What is required
Leave out every line before the one containing "Target: pale green leaf", and repeat the rest of the material below exactly, that line included.

________

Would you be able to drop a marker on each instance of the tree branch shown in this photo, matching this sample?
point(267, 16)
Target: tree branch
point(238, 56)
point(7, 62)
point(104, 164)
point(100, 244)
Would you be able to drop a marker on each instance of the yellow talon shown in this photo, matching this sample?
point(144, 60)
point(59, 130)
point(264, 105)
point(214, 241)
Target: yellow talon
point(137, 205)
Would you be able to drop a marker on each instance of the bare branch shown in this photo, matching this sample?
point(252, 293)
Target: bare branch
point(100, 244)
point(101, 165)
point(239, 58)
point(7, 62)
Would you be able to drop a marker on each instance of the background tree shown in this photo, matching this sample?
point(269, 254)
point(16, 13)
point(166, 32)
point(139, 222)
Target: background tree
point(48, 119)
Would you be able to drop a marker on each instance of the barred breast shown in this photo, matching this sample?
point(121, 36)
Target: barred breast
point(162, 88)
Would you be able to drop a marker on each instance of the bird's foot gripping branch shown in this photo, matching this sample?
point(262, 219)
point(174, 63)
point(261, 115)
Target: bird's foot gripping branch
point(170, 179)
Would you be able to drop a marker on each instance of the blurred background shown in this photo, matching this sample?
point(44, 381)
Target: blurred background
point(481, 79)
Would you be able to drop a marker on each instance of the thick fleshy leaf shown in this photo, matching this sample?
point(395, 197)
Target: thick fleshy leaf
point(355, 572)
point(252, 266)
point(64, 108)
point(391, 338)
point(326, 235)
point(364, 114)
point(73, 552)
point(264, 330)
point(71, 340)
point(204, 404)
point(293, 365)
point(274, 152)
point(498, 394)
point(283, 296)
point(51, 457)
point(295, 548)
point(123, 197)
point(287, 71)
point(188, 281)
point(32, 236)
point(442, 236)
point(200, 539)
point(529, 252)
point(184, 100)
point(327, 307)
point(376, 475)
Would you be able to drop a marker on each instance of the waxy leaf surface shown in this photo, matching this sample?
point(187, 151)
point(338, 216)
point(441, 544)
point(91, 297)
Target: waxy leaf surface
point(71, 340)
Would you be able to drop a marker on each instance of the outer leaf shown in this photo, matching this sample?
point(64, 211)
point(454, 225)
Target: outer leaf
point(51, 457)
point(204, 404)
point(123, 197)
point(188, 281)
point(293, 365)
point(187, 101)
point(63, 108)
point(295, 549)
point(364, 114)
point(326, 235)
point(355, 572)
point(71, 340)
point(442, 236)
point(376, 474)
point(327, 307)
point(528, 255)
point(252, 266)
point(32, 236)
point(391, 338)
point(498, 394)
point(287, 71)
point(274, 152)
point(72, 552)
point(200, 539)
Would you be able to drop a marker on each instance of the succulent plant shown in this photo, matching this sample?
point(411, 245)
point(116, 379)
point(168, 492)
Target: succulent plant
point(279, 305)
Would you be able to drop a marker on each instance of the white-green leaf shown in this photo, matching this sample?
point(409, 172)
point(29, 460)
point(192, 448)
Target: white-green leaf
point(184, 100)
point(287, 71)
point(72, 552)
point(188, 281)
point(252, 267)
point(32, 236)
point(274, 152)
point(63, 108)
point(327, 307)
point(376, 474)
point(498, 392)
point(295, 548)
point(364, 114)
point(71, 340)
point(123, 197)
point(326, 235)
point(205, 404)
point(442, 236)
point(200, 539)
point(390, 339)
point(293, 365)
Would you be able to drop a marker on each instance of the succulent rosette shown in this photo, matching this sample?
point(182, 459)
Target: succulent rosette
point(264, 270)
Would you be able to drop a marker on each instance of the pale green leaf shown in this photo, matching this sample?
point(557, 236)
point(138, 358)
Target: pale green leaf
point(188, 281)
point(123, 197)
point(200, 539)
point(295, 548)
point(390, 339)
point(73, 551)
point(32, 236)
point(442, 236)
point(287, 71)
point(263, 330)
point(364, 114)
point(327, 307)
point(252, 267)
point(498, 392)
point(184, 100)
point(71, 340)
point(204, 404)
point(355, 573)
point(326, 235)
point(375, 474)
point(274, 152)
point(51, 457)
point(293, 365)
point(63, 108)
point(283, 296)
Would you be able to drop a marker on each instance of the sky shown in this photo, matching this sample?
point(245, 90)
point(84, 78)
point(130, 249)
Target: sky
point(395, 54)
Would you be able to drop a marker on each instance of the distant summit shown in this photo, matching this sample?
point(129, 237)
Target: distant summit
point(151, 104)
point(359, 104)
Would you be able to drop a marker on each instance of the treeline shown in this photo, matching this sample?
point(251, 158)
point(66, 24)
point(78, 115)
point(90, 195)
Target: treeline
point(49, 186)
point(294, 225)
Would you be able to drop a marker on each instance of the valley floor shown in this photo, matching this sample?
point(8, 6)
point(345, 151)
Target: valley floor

________

Worked solution
Target: pale green leaf
point(188, 281)
point(123, 197)
point(200, 539)
point(295, 548)
point(390, 339)
point(73, 551)
point(32, 236)
point(442, 236)
point(287, 71)
point(263, 330)
point(364, 114)
point(327, 307)
point(252, 267)
point(498, 392)
point(184, 100)
point(71, 340)
point(204, 404)
point(355, 573)
point(326, 235)
point(375, 474)
point(274, 152)
point(51, 457)
point(293, 365)
point(63, 108)
point(283, 296)
Would you be able to drop a marker on each instance of the sky shown in this photo, matching this sample?
point(245, 90)
point(84, 78)
point(130, 249)
Target: sky
point(395, 54)
Would you be able to drop a marker on each instance of the distant summit shown in this photo, matching this sample?
point(129, 237)
Target: distant summit
point(151, 104)
point(359, 104)
Would you be able to drop a marker on each instance of the treeline shown in this photo, matching this sample?
point(251, 158)
point(66, 24)
point(78, 115)
point(90, 195)
Target: treeline
point(49, 186)
point(294, 225)
Would you be able to drop a marker on each instance of the valley floor shown in this photo, matching this sample?
point(8, 6)
point(345, 151)
Target: valley floor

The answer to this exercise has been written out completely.